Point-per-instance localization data

....

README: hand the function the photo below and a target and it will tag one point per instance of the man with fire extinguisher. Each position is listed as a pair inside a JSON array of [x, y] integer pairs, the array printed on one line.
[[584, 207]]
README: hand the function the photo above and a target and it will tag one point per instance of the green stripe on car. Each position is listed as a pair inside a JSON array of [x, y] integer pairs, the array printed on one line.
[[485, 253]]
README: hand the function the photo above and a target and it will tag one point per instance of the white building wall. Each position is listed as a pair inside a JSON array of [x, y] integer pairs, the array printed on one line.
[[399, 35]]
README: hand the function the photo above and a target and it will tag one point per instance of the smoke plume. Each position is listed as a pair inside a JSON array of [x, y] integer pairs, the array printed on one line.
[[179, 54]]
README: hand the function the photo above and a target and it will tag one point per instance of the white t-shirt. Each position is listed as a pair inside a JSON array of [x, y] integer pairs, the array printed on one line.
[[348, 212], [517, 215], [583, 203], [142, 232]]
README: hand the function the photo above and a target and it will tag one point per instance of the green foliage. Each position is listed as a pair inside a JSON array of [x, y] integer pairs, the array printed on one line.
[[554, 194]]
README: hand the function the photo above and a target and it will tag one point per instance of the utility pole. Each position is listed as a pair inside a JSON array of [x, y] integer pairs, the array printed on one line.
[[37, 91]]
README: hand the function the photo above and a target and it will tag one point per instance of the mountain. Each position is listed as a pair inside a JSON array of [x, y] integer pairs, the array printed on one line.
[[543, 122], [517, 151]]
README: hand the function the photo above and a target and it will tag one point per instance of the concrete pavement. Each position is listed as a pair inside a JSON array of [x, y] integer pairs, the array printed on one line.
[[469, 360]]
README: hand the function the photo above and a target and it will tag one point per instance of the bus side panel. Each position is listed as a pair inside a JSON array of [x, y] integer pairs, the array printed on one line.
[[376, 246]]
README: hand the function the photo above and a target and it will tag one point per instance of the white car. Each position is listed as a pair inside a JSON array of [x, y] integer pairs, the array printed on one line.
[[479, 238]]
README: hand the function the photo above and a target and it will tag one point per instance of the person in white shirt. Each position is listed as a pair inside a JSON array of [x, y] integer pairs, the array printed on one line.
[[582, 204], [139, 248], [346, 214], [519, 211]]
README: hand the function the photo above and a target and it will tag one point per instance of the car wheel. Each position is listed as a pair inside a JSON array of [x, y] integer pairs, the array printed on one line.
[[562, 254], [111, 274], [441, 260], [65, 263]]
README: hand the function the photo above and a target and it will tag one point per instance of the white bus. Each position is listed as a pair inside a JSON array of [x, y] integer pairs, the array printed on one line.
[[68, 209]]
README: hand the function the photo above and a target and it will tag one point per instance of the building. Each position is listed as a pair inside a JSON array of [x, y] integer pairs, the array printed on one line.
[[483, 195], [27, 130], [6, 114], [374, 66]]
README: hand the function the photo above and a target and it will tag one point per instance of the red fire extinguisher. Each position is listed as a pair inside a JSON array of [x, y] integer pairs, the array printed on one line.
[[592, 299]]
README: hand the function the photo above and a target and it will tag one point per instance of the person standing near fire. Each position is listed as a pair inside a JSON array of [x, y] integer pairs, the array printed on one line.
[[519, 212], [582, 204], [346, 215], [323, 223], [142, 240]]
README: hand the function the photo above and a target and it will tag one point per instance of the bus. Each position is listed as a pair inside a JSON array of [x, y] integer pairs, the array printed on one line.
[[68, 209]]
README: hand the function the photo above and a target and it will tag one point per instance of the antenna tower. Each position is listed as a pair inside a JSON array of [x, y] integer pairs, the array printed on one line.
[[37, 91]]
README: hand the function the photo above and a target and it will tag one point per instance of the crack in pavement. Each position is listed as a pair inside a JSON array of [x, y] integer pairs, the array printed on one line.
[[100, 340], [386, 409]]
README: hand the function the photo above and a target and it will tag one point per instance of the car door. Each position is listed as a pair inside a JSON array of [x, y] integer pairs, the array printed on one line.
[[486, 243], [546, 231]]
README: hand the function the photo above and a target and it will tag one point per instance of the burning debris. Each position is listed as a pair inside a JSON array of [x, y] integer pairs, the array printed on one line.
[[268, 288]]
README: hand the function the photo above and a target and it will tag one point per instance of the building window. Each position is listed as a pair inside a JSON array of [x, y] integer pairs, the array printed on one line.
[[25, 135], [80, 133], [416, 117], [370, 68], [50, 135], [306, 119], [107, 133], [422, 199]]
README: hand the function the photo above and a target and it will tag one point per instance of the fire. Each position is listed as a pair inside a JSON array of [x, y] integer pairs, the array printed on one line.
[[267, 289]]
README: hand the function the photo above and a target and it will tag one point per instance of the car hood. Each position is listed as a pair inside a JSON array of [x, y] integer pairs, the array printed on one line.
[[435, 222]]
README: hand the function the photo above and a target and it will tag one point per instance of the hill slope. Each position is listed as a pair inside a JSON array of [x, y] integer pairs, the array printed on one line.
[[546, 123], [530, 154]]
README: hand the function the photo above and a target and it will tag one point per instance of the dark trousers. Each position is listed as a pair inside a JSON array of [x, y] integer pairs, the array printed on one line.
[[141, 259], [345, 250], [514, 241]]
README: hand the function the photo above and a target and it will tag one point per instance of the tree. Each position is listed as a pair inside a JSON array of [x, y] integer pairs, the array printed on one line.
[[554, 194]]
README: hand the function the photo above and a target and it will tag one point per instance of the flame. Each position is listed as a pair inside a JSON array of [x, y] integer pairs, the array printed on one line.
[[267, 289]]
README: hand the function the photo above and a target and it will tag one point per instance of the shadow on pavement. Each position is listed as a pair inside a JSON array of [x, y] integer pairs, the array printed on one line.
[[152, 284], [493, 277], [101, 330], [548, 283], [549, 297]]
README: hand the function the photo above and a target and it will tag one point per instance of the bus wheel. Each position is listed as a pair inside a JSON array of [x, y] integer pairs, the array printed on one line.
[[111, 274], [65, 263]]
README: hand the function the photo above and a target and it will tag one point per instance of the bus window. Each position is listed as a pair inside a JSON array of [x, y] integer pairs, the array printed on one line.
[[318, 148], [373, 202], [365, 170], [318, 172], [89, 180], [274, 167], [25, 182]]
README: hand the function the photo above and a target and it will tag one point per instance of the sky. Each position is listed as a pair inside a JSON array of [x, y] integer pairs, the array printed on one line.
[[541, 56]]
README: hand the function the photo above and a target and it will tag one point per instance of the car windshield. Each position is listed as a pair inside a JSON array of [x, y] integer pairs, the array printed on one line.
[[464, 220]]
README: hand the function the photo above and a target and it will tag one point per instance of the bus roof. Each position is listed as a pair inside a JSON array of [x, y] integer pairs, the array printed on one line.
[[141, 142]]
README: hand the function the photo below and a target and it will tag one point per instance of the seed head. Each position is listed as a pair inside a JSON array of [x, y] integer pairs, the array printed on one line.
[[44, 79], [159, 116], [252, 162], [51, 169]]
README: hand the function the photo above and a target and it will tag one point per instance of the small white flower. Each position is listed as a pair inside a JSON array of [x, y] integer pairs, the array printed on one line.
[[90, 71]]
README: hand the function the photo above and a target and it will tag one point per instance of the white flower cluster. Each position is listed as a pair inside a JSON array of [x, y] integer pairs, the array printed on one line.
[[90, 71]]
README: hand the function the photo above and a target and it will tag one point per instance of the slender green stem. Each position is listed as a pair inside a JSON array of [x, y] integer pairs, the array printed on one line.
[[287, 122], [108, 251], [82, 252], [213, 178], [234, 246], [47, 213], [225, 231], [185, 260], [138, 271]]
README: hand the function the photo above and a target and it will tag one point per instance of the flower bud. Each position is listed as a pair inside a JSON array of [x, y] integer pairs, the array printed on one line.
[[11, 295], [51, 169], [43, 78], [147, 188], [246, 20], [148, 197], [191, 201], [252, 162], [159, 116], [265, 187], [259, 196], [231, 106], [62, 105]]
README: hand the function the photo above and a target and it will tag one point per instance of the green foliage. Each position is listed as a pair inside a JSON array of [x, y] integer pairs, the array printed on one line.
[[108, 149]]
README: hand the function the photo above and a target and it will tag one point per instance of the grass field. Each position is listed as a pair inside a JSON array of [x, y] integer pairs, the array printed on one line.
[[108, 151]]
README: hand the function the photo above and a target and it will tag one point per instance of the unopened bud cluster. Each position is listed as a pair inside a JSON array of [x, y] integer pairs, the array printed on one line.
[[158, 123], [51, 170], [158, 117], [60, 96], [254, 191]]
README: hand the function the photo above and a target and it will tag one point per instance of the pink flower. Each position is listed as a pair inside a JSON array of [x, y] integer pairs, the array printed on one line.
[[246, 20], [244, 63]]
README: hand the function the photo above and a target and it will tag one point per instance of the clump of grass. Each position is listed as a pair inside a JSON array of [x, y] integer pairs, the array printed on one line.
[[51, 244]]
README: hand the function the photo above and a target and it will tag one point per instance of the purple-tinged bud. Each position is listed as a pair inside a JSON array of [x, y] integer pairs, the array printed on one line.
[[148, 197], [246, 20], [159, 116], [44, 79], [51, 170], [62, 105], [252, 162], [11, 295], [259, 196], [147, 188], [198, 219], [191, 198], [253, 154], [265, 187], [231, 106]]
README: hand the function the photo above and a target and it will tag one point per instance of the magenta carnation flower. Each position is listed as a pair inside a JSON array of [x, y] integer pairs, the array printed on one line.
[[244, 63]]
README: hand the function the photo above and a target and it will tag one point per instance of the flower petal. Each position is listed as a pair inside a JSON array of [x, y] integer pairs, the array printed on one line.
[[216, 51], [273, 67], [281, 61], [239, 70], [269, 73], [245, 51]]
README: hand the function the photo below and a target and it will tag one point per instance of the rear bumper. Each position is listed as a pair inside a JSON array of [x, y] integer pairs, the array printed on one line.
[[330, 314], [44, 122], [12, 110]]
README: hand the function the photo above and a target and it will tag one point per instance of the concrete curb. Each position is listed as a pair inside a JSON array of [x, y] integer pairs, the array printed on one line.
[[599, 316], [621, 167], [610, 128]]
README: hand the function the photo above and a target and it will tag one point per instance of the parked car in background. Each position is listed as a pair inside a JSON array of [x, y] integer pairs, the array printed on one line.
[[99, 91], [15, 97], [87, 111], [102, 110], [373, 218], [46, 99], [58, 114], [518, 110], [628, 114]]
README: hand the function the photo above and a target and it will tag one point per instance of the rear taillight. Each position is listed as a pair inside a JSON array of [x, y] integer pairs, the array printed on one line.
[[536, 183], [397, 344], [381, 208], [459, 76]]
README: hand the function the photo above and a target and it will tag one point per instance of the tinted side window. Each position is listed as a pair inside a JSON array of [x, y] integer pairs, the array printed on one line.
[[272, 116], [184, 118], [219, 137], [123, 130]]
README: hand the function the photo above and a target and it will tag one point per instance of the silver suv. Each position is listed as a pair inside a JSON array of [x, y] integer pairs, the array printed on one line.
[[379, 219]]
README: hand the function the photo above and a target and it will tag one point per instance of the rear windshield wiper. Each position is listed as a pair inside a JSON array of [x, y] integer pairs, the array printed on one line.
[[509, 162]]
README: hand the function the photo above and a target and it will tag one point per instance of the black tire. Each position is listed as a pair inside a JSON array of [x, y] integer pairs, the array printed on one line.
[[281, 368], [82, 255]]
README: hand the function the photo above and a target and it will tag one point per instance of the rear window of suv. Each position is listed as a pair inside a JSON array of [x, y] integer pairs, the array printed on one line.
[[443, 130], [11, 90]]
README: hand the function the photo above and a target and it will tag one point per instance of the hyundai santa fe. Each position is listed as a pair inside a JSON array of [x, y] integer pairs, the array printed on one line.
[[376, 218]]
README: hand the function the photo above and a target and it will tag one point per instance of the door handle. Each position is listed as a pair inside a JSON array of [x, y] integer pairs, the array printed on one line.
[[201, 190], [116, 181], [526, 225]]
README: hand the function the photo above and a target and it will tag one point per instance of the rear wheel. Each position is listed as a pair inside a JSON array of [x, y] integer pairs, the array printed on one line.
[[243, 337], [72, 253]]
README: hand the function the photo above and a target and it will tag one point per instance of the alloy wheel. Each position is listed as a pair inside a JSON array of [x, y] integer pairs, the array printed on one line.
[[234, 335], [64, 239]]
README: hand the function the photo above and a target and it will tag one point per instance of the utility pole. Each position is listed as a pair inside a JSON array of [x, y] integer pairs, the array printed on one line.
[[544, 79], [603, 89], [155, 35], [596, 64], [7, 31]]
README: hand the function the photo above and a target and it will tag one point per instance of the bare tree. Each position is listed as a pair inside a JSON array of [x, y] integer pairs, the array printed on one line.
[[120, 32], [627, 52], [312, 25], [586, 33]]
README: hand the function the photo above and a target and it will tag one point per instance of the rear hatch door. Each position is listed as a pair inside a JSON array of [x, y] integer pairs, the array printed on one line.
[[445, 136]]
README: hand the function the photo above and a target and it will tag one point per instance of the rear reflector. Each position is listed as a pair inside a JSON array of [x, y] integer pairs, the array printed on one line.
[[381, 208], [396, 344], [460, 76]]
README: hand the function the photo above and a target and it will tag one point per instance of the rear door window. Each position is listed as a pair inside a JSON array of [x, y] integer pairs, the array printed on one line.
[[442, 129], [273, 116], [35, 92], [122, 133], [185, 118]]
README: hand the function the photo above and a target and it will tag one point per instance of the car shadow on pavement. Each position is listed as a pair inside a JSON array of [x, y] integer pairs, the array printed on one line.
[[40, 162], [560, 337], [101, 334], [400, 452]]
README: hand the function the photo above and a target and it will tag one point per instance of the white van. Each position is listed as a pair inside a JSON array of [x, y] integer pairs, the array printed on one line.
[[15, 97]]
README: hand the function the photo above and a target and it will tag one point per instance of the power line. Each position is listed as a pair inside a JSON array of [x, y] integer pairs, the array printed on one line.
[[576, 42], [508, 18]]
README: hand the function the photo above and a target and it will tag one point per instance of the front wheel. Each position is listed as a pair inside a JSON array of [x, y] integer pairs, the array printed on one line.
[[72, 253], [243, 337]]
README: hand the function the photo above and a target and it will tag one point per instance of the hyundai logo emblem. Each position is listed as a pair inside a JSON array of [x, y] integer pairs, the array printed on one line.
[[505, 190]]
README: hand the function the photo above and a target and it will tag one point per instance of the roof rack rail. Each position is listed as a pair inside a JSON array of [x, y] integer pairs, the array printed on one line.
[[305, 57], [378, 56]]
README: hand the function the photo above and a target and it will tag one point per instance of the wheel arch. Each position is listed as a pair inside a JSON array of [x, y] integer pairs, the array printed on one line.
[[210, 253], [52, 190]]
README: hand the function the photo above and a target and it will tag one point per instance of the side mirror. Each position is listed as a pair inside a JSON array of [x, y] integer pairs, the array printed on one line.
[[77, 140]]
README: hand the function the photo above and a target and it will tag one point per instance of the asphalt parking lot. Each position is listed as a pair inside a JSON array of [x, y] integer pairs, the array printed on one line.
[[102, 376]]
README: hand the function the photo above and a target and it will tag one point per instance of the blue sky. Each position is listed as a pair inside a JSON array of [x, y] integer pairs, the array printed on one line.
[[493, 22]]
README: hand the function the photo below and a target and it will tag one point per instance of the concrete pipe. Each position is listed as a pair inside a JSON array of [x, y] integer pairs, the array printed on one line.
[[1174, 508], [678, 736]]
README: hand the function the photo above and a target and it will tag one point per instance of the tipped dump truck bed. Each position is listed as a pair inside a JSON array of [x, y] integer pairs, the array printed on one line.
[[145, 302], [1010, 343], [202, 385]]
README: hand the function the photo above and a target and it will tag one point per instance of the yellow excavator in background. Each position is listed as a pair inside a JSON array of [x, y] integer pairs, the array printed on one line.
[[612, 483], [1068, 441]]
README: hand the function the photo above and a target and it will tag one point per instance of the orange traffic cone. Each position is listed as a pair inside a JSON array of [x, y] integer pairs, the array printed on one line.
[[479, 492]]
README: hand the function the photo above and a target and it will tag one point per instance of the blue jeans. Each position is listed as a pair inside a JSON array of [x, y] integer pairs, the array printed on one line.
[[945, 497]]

....

WORK INSTRUCTIONS: Reproduce the line that contains "the blue jeans." and each line after it through the last line of the entries above, exactly; leave out all earlier lines.

EXPECTED ANSWER:
README: hand the function the photo above and a target and it will tag one point per instance of the blue jeans. Each position is listed as a pair inside a JSON array of [x, y] integer pairs, the array printed on one line.
[[945, 497]]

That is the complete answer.